Copy the following lines word for word, beginning with the line that contains "Reviewer note: every instance of the woman's right" and ending after the line that contains "pixel 143 329", with both of those lines included.

┄┄┄┄┄┄

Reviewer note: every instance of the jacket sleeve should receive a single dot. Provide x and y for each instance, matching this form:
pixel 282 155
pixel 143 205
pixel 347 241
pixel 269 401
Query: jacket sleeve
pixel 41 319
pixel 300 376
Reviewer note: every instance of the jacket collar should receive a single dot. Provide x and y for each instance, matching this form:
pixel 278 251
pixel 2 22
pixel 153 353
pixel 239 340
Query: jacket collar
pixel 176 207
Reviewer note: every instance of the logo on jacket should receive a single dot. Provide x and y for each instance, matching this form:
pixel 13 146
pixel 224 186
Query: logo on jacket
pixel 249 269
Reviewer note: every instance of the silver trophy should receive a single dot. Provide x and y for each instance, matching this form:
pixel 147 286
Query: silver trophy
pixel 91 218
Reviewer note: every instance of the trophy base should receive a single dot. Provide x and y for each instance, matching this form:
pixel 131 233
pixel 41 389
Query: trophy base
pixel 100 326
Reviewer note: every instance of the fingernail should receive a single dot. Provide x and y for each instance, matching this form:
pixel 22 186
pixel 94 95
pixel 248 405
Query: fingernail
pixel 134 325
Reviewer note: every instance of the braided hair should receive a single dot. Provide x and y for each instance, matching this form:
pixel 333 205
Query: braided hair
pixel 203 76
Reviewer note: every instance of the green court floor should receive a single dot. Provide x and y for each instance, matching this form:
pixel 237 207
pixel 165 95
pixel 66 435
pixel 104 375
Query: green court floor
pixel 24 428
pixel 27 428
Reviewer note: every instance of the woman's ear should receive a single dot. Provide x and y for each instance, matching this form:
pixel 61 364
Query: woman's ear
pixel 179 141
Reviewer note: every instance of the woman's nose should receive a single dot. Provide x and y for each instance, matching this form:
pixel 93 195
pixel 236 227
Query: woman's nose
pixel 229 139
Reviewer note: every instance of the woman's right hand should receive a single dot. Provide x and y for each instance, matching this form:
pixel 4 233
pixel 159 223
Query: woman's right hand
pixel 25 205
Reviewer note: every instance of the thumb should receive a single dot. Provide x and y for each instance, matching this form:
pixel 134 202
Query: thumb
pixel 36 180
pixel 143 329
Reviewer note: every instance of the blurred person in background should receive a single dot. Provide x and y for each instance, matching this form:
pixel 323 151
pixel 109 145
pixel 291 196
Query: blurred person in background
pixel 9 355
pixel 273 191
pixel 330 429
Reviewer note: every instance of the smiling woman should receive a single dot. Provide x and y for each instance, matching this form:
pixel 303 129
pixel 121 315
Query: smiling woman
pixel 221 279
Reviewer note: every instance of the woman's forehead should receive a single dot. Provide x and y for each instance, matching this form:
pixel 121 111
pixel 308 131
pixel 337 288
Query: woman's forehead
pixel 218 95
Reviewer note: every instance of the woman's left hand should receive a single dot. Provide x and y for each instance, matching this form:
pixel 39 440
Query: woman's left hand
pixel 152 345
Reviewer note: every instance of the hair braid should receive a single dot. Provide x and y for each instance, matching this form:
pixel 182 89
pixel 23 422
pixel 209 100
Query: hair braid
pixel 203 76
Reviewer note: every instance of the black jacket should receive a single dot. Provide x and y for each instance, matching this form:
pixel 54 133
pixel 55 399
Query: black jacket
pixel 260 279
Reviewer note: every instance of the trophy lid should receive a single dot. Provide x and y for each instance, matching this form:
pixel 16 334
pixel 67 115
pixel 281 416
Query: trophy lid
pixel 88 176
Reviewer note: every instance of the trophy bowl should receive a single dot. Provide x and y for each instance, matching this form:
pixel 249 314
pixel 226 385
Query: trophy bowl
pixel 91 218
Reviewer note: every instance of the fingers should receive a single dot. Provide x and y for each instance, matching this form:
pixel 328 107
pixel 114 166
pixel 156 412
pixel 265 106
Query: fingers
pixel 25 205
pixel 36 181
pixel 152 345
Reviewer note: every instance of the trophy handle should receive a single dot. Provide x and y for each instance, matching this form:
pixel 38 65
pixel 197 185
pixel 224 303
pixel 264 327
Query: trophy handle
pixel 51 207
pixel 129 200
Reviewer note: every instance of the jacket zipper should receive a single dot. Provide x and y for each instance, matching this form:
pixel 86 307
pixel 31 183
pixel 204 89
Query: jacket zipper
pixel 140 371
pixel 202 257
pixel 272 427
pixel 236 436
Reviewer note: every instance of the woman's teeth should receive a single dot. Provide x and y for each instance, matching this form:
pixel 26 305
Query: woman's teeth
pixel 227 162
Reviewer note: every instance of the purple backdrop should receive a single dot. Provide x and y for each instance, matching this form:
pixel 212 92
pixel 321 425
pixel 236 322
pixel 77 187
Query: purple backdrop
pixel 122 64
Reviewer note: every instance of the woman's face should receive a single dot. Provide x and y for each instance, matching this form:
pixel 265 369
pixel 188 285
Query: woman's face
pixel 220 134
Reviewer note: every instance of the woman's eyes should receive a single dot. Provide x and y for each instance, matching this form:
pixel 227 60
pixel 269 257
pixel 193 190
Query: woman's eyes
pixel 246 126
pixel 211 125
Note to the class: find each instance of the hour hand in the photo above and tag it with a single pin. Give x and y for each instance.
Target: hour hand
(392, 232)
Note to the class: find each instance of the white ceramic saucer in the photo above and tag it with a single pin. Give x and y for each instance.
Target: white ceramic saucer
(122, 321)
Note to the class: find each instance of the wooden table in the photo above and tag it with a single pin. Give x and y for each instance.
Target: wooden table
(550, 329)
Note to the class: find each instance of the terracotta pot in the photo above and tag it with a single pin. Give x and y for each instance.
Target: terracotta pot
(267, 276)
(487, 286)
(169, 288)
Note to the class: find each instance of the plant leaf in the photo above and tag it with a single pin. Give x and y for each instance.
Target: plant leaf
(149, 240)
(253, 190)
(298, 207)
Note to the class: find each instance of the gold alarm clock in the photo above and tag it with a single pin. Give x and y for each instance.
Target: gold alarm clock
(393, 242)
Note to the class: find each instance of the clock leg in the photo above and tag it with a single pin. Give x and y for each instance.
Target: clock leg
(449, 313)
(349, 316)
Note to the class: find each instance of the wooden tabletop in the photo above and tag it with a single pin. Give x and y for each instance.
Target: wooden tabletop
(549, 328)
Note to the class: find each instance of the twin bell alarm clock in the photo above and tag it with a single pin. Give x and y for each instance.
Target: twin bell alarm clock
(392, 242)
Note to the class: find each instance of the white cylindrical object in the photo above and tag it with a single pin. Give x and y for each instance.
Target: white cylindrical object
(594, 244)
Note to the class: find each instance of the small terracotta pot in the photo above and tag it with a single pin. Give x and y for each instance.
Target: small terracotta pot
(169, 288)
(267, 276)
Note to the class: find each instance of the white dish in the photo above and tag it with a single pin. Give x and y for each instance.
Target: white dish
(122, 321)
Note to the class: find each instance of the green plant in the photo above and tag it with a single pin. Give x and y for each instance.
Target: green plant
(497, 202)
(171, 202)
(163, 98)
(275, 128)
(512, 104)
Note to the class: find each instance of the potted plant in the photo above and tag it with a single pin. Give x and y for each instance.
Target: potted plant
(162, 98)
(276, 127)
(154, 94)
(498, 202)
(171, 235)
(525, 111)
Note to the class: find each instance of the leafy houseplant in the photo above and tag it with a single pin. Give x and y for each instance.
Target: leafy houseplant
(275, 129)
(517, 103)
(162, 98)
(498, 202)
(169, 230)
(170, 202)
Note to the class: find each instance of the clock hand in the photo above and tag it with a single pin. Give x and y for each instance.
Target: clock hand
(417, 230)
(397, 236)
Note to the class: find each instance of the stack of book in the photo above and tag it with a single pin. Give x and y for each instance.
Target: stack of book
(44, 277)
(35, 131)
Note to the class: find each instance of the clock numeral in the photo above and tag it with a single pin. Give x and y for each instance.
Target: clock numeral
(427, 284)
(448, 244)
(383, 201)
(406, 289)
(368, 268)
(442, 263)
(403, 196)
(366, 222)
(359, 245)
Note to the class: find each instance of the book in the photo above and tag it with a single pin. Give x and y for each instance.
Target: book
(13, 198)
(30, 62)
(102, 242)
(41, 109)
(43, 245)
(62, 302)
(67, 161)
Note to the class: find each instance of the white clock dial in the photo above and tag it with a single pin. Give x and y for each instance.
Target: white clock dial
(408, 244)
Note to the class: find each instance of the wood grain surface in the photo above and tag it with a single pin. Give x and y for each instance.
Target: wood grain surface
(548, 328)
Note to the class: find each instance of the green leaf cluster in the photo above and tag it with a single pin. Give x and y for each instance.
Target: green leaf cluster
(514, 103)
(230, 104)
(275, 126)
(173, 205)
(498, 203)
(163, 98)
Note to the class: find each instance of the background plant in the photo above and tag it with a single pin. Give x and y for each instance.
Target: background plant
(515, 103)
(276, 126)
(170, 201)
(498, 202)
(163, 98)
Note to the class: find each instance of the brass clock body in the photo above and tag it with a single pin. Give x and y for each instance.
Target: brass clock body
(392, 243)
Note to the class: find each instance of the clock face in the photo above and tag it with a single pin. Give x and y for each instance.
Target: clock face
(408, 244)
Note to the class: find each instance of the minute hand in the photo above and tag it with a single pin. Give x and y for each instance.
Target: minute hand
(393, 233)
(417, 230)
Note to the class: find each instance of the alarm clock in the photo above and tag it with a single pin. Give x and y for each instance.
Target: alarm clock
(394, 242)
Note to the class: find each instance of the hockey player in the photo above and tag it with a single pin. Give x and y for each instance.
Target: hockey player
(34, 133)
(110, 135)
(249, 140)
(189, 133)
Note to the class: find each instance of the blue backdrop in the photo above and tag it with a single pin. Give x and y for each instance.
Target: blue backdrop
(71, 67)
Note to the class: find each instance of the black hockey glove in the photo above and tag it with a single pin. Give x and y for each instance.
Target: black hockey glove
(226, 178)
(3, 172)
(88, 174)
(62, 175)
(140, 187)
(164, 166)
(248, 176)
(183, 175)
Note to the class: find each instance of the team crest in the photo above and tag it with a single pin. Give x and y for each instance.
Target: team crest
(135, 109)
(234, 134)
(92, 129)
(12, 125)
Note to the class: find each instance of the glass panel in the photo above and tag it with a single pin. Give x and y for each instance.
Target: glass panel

┄┄┄┄┄┄

Worked answer -
Reviewer note: every instance of the woman's right hand should receive a single dot. Provide x and y for each instance, matching this form:
pixel 4 233
pixel 159 223
Query: woman's right hand
pixel 25 205
Reviewer note: every instance of the thumb should receive a single dot. Provide x and y for each instance, matching this form:
pixel 134 202
Query: thumb
pixel 36 180
pixel 143 329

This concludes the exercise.